Only lines containing "bbox" are wanted from the data below. Copy those lines.

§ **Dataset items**
• • • • •
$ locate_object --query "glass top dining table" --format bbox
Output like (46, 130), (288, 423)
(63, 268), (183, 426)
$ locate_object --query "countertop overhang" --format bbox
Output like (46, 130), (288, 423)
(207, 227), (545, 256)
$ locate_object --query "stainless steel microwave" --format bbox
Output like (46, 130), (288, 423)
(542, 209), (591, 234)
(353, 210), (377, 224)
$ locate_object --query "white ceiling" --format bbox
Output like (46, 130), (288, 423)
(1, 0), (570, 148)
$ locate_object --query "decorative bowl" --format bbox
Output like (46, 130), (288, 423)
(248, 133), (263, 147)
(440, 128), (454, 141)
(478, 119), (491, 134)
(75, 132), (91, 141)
• • • • •
§ **Output for this task**
$ locate_object --query "glass top dining table" --format bbox
$ locate_object --query "countertop overhang" --format bbox
$ locate_object --query "stainless steel microwave" --format bbox
$ locate_object --query "white ceiling" --format bbox
$ locate_object --query "decorative bowl" --format bbox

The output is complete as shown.